The script creates 16 tables and additional objects like procedures and sequences. In this exercise, I’m only interested in replicating these 16 tables. However, four tables in this set don’t have primary keys. I want to replicate all the changes happening on these tables. In order to replicate the UPDATE and DELETE operations along with INSERT operations, the tables must have a primary key.

Use the following statements to create the primary key for those tables:

ALTER TABLE dms_sample.sport_team
ADD CONSTRAINT sport_team_pk
PRIMARY KEY (sport_type_name, sport_league_short_name, name);

ALTER TABLE dms_sample.mlb_data
ADD CONSTRAINT mlb_id_pk
PRIMARY KEY (mlb_id);

ALTER TABLE dms_sample.nfl_data
ADD CONSTRAINT nfl_data_position_pk
PRIMARY KEY (position, name, team);

ALTER TABLE dms_sample.nfl_stadium_data
ADD CONSTRAINT nfl_stadium_data_sport_location_id_pk
PRIMARY KEY (sport_location_id, team);

ALTER TABLE dms_sample.seat add
seat_id SERIAL PRIMARY KEY;

Step 6: Create the replication set

Now that we have the tables in the source database, we create the replication set and add a schema or tables to the replication set. A replication set is a collection of tables to be replicated. We have three predefined replication sets: default, default_insert_only, and ddl_sql. The default replication set is defined to replicate all changes to tables in. In this section, we show how to replicate all the DML changes with the default replication set.

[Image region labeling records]
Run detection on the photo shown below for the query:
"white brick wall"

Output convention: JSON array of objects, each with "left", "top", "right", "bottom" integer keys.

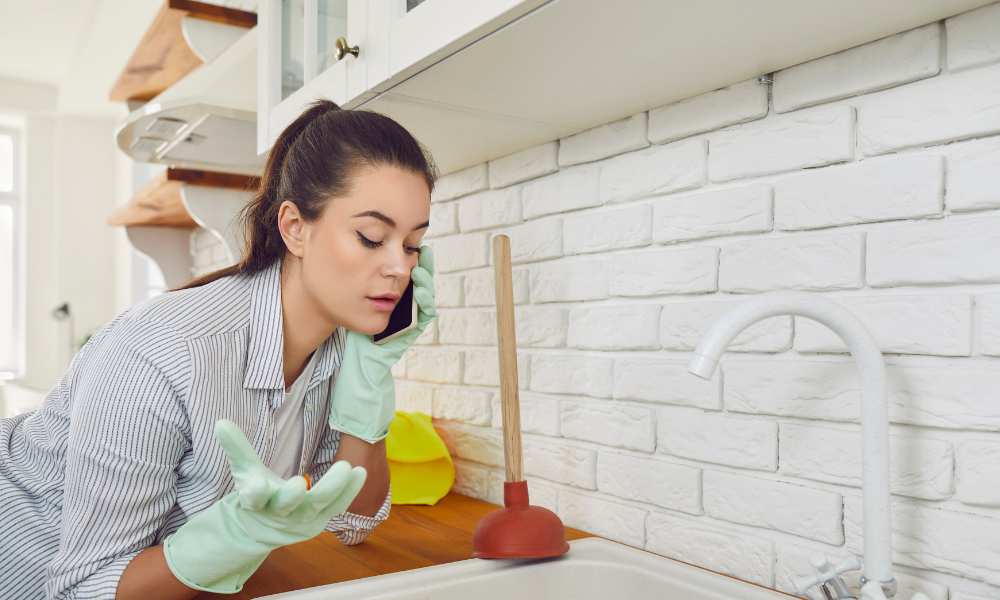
[{"left": 227, "top": 4, "right": 1000, "bottom": 600}]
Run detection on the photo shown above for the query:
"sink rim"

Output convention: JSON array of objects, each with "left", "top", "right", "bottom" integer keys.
[{"left": 259, "top": 536, "right": 797, "bottom": 600}]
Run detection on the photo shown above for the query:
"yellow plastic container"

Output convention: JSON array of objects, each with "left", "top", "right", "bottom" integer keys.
[{"left": 385, "top": 411, "right": 455, "bottom": 505}]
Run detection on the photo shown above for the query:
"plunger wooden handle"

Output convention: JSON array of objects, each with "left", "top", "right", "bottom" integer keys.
[{"left": 493, "top": 235, "right": 523, "bottom": 481}]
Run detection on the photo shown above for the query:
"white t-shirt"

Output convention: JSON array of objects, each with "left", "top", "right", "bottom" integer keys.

**DIRECTIONS:**
In the replication setup text, copy out everything from "Step 6: Create" down to "default replication set.", substituting "primary database" for "source database".

**WRITTEN REPLY:**
Step 6: Create the replication set

Now that we have the tables in the primary database, we create the replication set and add a schema or tables to the replication set. A replication set is a collection of tables to be replicated. We have three predefined replication sets: default, default_insert_only, and ddl_sql. The default replication set is defined to replicate all changes to tables in. In this section, we show how to replicate all the DML changes with the default replication set.